RECORDS FOR THE EXERCISE:
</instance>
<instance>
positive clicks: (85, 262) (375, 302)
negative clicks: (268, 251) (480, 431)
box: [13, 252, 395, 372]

EXERCISE PROMPT:
Please rewrite all of the data above, replacing "clicks" with "points" and keeping everything else the same.

FINISHED TASK:
</instance>
<instance>
positive points: (85, 262) (375, 302)
negative points: (268, 251) (480, 431)
box: [13, 252, 395, 372]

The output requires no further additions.